▶ _Extracted text_

====

A startup in Israel has developed the technology behind the world's first lab-grown chocolate bar.
It means that manufacturers such as Cadbury’s may no longer need to rely on traditional – and very expensive – cocoa grown on trees.
Instead, thanks to Celleste Bio, based in Misgav, northern Israel, they will be able to use lab-grown cocoa butter, created in a huge steel bioreactor.
It's a process known as "plant cell suspension culture," in which cells taken a single cocoa bean float and multiply in a mixture of water, sugar and vitamins.
Celleste announced on Wednesday that its lab-grown cocoa butter had successfully been used to make a dozen bars of chocolate at Cadbury's research and development centre at Bournville, Birmingham.
Cadbury's parent company, Mondelēz International, has invested heavily in Celleste.
The cocoa butter is indistinguishable from the tree-grown version, where the seeds from the bran have to be roasted and squeezed.
It has the same taste, texture, sensory experience and melting properties, and it even makes a "snap" when you break off a square.
Michal Beressi Golomb, Celleste Bio's CEO, told the JC: "I'm excited we've reached this meaningful milestone of proving that the technology works.
"And it excites me that looking forward we're going to change an industry. It is a really unique and important achievement."
Other companies have been racing to produce the world's first lab-grown chocolate bar, but her company crossed the line first, thanks she says to her team's creative approach and depth of experience.
The achievement comes at a critical time for the global chocolate market, which is worth an estimated £100 billion.
A perfect storm of climate change, disease and deforestation in key cocoa producing countries – primarily Ivory Coast and Ghana – has seen prices double in recent years and supply chains compromised.
"If we don’t change how we source cocoa, we won’t have chocolate in two decades," said Golomb.
Until now, chocolate production has required two tons of cocoa pods, approximately 5,000 sqm of land, and nearly 1,000 trees to produce a ton of cocoa butter.
"We are on track to produce 1 ton of cocoa butter annually in a 1,000 litre bioreactor from a single bean," said Celleste's chief technical and scientific officer Hanne Volpin.
The lab grown cocoa will supplement, rather than replace the tree-grown variety.
The first lab-grown chocolate bars are due to roll off Cadbury's production lines in late 2027. But there's every chance that chocolate eaters will not even realise it's not cocoa from a tree.
Because lab-grown cocoa butter is identical to traditional cocoa butter there may well be no requirement to amend the labelling.
"Our goal is to meet the standards of identity for cocoa butter, meaning products made with it can be labelled as real chocolate," said Golomb.

====

▶ _Exercise instructions_
[a] Decide whether each statement below agrees with the article on lab-grown chocolate, answering yes or no and quoting the deciding words of the article. (i) Celleste Bio is based in northern Israel. (ii) The lab-grown cocoa is meant to replace the tree-grown variety. (iii) The first bars made with the lab-grown cocoa butter were produced at Cadbury's centre in Bournville.
[b] Translate this sentence from the article on lab-grown chocolate into Spanish: "The lab grown cocoa will supplement, rather than replace the tree-grown variety."
[c] Using the article on lab-grown chocolate, answer each question below briefly.
(i) What is the estimated worth of the global chocolate market?
(ii) Who is Celleste's chief technical and scientific officer?
(iii) When are the first lab-grown chocolate bars due to roll off Cadbury's production lines?

====

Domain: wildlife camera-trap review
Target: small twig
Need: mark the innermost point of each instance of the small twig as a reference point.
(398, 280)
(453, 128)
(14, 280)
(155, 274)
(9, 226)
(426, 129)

====

▶ _Task solutions_
[a]
(i) Yes: "based in Misgav, northern Israel"
(ii) No: "will supplement, rather than replace the tree-grown variety"
(iii) Yes: "at Cadbury's research and development centre at Bournville, Birmingham"

[b] El cacao cultivado en laboratorio complementará, en lugar de sustituir, a la variedad cultivada en árboles.

[c]
(i) £100 billion
(ii) Hanne Volpin
(iii) Late 2027